(Boundary labeling items)
⟨

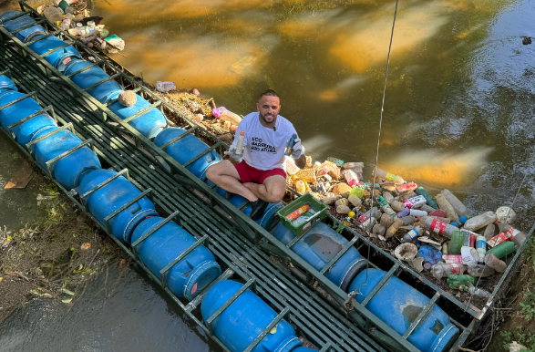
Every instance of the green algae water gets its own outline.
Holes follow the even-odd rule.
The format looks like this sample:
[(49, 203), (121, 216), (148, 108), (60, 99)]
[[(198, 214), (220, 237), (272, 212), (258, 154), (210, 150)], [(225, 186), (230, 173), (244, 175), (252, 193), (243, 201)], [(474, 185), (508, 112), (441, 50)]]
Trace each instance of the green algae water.
[[(364, 161), (371, 175), (395, 1), (109, 3), (89, 3), (91, 14), (125, 39), (126, 57), (114, 58), (132, 72), (196, 87), (242, 115), (273, 88), (314, 160)], [(526, 233), (535, 221), (535, 44), (522, 45), (535, 36), (531, 4), (400, 1), (379, 146), (382, 169), (432, 195), (448, 188), (471, 215), (510, 205), (528, 175), (514, 206)], [(107, 295), (95, 281), (71, 310), (51, 300), (17, 309), (0, 323), (0, 350), (219, 350), (139, 273)]]

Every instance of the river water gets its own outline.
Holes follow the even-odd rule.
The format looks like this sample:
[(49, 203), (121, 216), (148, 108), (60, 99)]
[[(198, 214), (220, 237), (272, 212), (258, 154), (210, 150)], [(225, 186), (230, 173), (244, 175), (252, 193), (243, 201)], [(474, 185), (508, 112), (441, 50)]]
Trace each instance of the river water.
[[(365, 161), (369, 177), (395, 5), (96, 0), (92, 15), (125, 39), (124, 57), (115, 58), (147, 81), (197, 87), (242, 115), (273, 88), (315, 160)], [(522, 37), (535, 36), (534, 17), (530, 0), (401, 1), (379, 166), (431, 193), (447, 187), (471, 215), (510, 205), (527, 176), (514, 210), (517, 227), (529, 231), (535, 43)], [(218, 350), (143, 275), (126, 270), (110, 295), (70, 311), (46, 301), (18, 309), (0, 326), (0, 350)]]

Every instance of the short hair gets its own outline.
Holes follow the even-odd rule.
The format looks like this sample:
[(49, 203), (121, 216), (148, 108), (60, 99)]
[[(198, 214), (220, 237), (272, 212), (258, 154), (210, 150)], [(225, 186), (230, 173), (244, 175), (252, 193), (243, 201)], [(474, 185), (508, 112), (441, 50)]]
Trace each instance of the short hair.
[(262, 98), (262, 97), (263, 96), (279, 98), (279, 96), (277, 95), (277, 93), (275, 93), (273, 89), (267, 89), (266, 91), (260, 93), (260, 98)]

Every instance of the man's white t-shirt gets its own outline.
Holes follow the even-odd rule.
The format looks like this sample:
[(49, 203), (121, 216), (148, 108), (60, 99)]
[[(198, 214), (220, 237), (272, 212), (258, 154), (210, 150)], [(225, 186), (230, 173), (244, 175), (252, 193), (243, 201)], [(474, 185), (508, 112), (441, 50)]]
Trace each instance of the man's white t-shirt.
[(278, 115), (273, 130), (260, 123), (259, 112), (252, 112), (240, 122), (234, 143), (238, 143), (242, 130), (245, 131), (243, 160), (249, 166), (258, 170), (286, 170), (284, 149), (296, 133), (292, 122)]

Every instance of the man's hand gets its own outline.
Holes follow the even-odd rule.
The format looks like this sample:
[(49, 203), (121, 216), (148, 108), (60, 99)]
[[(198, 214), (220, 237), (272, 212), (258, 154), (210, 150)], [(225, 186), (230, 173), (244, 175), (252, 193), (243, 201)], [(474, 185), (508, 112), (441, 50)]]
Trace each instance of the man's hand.
[(293, 144), (293, 150), (292, 151), (292, 158), (297, 160), (301, 157), (302, 154), (304, 154), (304, 147), (301, 145), (301, 140), (296, 138), (293, 140), (295, 144)]
[(231, 146), (229, 147), (229, 151), (225, 151), (224, 154), (230, 155), (231, 158), (235, 160), (237, 162), (241, 162), (242, 159), (243, 159), (243, 154), (236, 153), (236, 145), (234, 143), (231, 144)]

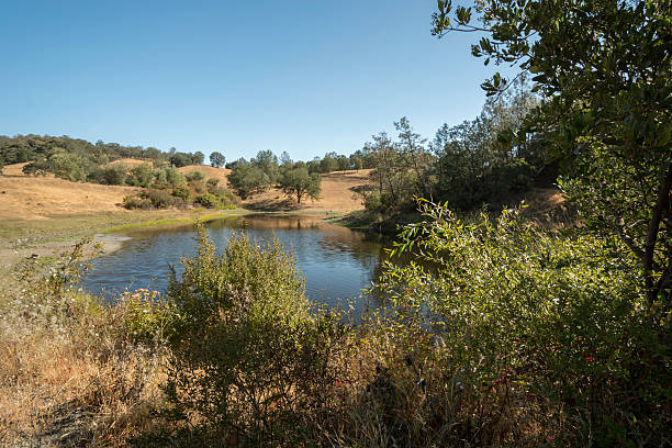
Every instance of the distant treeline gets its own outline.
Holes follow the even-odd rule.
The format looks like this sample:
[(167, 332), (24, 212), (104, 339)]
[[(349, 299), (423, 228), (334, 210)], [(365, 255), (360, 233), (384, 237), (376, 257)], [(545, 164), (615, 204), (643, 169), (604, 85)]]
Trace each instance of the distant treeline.
[(201, 165), (204, 160), (201, 152), (179, 153), (175, 148), (163, 152), (154, 147), (123, 146), (119, 143), (96, 144), (81, 138), (48, 135), (0, 135), (0, 168), (4, 165), (29, 161), (25, 173), (44, 175), (52, 172), (71, 181), (92, 181), (110, 183), (110, 176), (104, 176), (108, 164), (123, 159), (145, 159), (156, 167)]

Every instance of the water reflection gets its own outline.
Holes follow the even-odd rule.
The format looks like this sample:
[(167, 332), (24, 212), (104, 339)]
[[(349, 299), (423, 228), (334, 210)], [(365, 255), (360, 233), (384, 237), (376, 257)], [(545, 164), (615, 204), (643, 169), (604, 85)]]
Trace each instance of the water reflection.
[[(367, 302), (360, 296), (362, 289), (370, 285), (385, 259), (380, 237), (317, 217), (247, 215), (213, 221), (206, 228), (217, 247), (224, 247), (236, 231), (266, 242), (276, 236), (293, 250), (311, 300), (339, 307), (354, 300), (357, 313)], [(111, 300), (125, 289), (164, 291), (168, 266), (179, 271), (180, 258), (195, 253), (193, 231), (192, 225), (187, 225), (126, 232), (132, 238), (120, 250), (92, 261), (93, 270), (83, 279), (83, 288)], [(379, 298), (369, 300), (371, 306), (381, 305)]]

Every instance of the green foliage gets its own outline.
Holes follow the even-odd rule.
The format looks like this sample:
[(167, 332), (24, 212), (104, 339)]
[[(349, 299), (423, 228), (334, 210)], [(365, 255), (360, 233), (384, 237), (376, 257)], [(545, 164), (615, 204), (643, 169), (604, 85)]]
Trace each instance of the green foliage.
[(177, 186), (172, 189), (172, 195), (180, 198), (184, 202), (189, 202), (191, 200), (191, 190), (184, 186)]
[(277, 240), (234, 235), (219, 255), (200, 227), (198, 254), (182, 264), (167, 293), (179, 316), (166, 384), (171, 414), (216, 437), (201, 445), (234, 434), (256, 445), (296, 441), (302, 415), (324, 400), (316, 384), (329, 376), (338, 326), (309, 316), (295, 260)]
[(246, 199), (270, 186), (270, 177), (259, 167), (238, 160), (228, 175), (228, 182), (236, 194)]
[(288, 168), (282, 173), (280, 186), (287, 195), (295, 195), (301, 203), (304, 197), (317, 199), (320, 197), (322, 178), (317, 172), (309, 173), (306, 167)]
[[(482, 26), (470, 23), (464, 8), (452, 23), (451, 3), (439, 2), (434, 33), (485, 30), (474, 56), (534, 75), (533, 90), (546, 101), (525, 127), (544, 132), (558, 157), (576, 159), (567, 172), (573, 179), (568, 192), (591, 215), (593, 229), (618, 234), (640, 260), (649, 305), (662, 296), (670, 309), (670, 3), (493, 0), (475, 11)], [(497, 72), (482, 87), (493, 96), (508, 85)], [(632, 180), (640, 184), (634, 188)]]
[(205, 160), (205, 155), (201, 153), (200, 150), (197, 150), (191, 156), (191, 160), (193, 165), (203, 165), (203, 161)]
[(123, 186), (126, 183), (128, 167), (125, 165), (110, 165), (101, 169), (100, 177), (108, 186)]
[(213, 167), (220, 168), (226, 164), (226, 158), (222, 155), (222, 153), (217, 153), (216, 150), (210, 154), (210, 165)]
[(186, 182), (184, 176), (182, 176), (182, 173), (175, 167), (164, 168), (163, 171), (164, 176), (166, 177), (166, 182), (173, 187), (181, 186)]
[[(117, 143), (90, 142), (68, 136), (53, 137), (48, 135), (18, 135), (0, 137), (0, 159), (5, 164), (38, 161), (49, 158), (56, 152), (65, 152), (86, 159), (85, 167), (108, 165), (120, 158), (148, 158), (159, 164), (166, 154), (157, 148), (139, 146), (122, 146)], [(87, 168), (87, 173), (91, 173)]]
[(186, 167), (192, 165), (193, 158), (189, 154), (175, 153), (168, 157), (168, 161), (176, 168)]
[(205, 193), (197, 197), (195, 202), (203, 205), (206, 209), (214, 209), (220, 204), (217, 197), (211, 193)]
[(416, 261), (388, 265), (379, 288), (406, 322), (434, 328), (445, 369), (470, 378), (466, 391), (550, 400), (605, 444), (637, 445), (670, 418), (669, 323), (642, 313), (637, 261), (618, 239), (548, 235), (513, 211), (471, 223), (441, 205), (421, 210), (426, 221), (394, 249)]
[(191, 182), (193, 180), (203, 180), (205, 178), (205, 175), (203, 173), (203, 171), (193, 170), (189, 171), (184, 177), (187, 178), (188, 182)]
[(127, 182), (134, 187), (149, 187), (154, 177), (155, 172), (152, 164), (141, 164), (131, 168), (131, 176)]
[(137, 194), (125, 195), (123, 199), (122, 205), (124, 206), (124, 209), (128, 209), (128, 210), (133, 210), (133, 209), (149, 210), (154, 208), (154, 204), (152, 203), (150, 200), (146, 198), (141, 198)]
[(147, 188), (138, 193), (141, 199), (152, 202), (156, 209), (184, 205), (184, 201), (171, 194), (170, 190)]
[(85, 160), (74, 154), (56, 153), (47, 159), (46, 167), (56, 177), (71, 182), (83, 182), (87, 179)]
[(320, 172), (332, 172), (337, 169), (338, 161), (328, 154), (320, 161)]
[(270, 149), (257, 153), (257, 157), (253, 158), (249, 164), (264, 172), (265, 177), (268, 178), (269, 186), (278, 181), (280, 166), (278, 165), (278, 157)]
[(217, 192), (220, 191), (220, 179), (217, 178), (210, 178), (208, 179), (208, 181), (205, 182), (205, 187), (208, 188), (208, 192), (212, 193), (212, 194), (217, 194)]

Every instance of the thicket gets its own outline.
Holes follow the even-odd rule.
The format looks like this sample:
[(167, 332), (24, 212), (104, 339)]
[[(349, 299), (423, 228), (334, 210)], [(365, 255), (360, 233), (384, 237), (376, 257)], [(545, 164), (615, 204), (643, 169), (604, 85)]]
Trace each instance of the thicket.
[[(139, 184), (146, 187), (147, 175), (136, 172), (127, 179), (128, 169), (109, 165), (123, 158), (145, 159), (149, 166), (202, 165), (204, 155), (178, 153), (173, 148), (166, 153), (154, 147), (123, 146), (117, 143), (96, 144), (81, 138), (48, 135), (0, 136), (0, 161), (2, 165), (29, 161), (23, 170), (29, 175), (54, 173), (56, 177), (77, 182), (108, 184)], [(146, 169), (145, 169), (146, 170)], [(141, 179), (142, 178), (142, 179)]]

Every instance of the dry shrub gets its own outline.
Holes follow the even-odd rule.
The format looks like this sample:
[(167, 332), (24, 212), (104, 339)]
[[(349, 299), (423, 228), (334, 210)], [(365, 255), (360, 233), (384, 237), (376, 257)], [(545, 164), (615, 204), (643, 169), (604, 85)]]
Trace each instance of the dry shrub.
[(155, 430), (165, 355), (134, 343), (128, 306), (68, 287), (82, 255), (0, 288), (0, 445), (123, 446)]

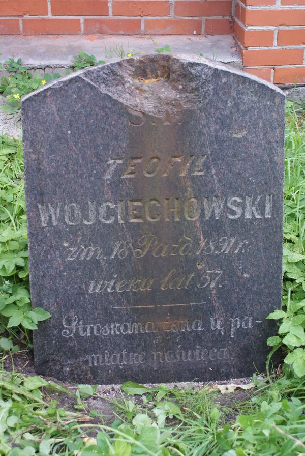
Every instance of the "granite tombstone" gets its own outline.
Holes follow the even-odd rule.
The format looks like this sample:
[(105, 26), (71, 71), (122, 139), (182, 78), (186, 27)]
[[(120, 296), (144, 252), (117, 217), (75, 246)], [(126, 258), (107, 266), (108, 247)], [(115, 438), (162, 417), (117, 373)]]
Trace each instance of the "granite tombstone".
[(201, 58), (88, 69), (22, 102), (37, 372), (263, 370), (281, 305), (284, 97)]

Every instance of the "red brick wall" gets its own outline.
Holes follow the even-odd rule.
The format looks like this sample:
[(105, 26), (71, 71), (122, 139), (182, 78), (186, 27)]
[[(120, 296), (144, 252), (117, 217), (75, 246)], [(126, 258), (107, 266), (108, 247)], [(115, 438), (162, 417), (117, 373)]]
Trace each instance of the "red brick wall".
[(236, 0), (245, 69), (276, 84), (305, 83), (305, 0)]
[(0, 0), (0, 35), (230, 34), (233, 20), (246, 71), (305, 83), (305, 0)]
[(0, 34), (233, 32), (231, 0), (0, 0)]

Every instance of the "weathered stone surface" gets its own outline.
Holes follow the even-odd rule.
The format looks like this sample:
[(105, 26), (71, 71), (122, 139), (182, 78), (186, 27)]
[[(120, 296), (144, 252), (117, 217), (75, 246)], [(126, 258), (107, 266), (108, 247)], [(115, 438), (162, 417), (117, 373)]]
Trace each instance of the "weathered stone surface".
[(80, 72), (22, 103), (38, 371), (263, 370), (281, 305), (284, 97), (202, 59)]

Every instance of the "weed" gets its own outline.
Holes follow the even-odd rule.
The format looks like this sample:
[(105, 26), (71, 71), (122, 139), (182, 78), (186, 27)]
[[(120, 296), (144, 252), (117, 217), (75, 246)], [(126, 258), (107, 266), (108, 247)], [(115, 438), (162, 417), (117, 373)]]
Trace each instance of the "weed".
[(162, 47), (159, 47), (158, 49), (155, 49), (155, 52), (158, 52), (159, 53), (162, 53), (162, 52), (171, 52), (172, 50), (170, 48), (170, 46), (169, 44), (166, 44), (165, 46), (162, 46)]
[(283, 308), (267, 318), (279, 320), (279, 335), (268, 339), (284, 350), (284, 369), (305, 376), (305, 124), (304, 107), (287, 103), (285, 129)]
[[(22, 149), (20, 141), (0, 136), (0, 333), (7, 331), (29, 341), (28, 330), (50, 316), (31, 307)], [(5, 349), (9, 341), (0, 339)], [(13, 347), (10, 349), (13, 350)]]
[(79, 51), (77, 55), (74, 56), (73, 59), (72, 66), (76, 71), (82, 68), (87, 68), (93, 65), (100, 65), (105, 63), (105, 61), (97, 61), (97, 58), (93, 54), (89, 55), (83, 51)]
[(106, 59), (111, 59), (114, 55), (119, 57), (120, 59), (125, 59), (125, 51), (123, 44), (120, 44), (119, 46), (116, 44), (115, 46), (110, 46), (109, 48), (105, 46), (104, 48), (105, 56)]
[(8, 77), (1, 78), (0, 93), (5, 96), (6, 101), (9, 103), (4, 105), (2, 110), (7, 116), (16, 119), (20, 118), (21, 99), (24, 95), (60, 76), (58, 73), (52, 76), (46, 74), (42, 79), (38, 74), (33, 75), (30, 73), (28, 69), (22, 65), (21, 59), (16, 61), (13, 59), (9, 59), (4, 63), (4, 68), (12, 74)]

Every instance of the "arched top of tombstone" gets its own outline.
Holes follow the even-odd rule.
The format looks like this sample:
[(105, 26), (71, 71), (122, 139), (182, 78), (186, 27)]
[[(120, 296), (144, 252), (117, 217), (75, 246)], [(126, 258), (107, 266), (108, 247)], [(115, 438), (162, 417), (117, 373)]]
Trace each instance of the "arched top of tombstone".
[(281, 304), (281, 91), (162, 54), (22, 104), (31, 299), (52, 315), (38, 372), (104, 384), (263, 370)]
[[(239, 99), (249, 109), (253, 104), (273, 103), (284, 96), (277, 86), (228, 66), (195, 56), (158, 54), (81, 70), (29, 94), (23, 105), (44, 93), (53, 98), (55, 89), (73, 91), (74, 83), (79, 80), (131, 109), (162, 117), (169, 112), (174, 118), (182, 109), (218, 109), (228, 94), (232, 102), (228, 108)], [(76, 95), (67, 95), (67, 104), (75, 101)]]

⟩

WRITTEN REQUEST —
Rewrite the stretch from the line containing "Every instance of the dry" through the line containing "Trace each instance of the dry shrub.", changing "shrub" to "bush" and keeping everything else the same.

TASK SOLUTION —
Every instance of the dry bush gets its own outline.
Holes follow the even-odd rule.
The format looks like this sample:
[(167, 332), (24, 212), (104, 339)]
[[(349, 299), (423, 228), (334, 210)], [(365, 255), (360, 233), (384, 237), (376, 257)], [(545, 164), (615, 204), (643, 169), (604, 85)]]
Trace each instance of the dry bush.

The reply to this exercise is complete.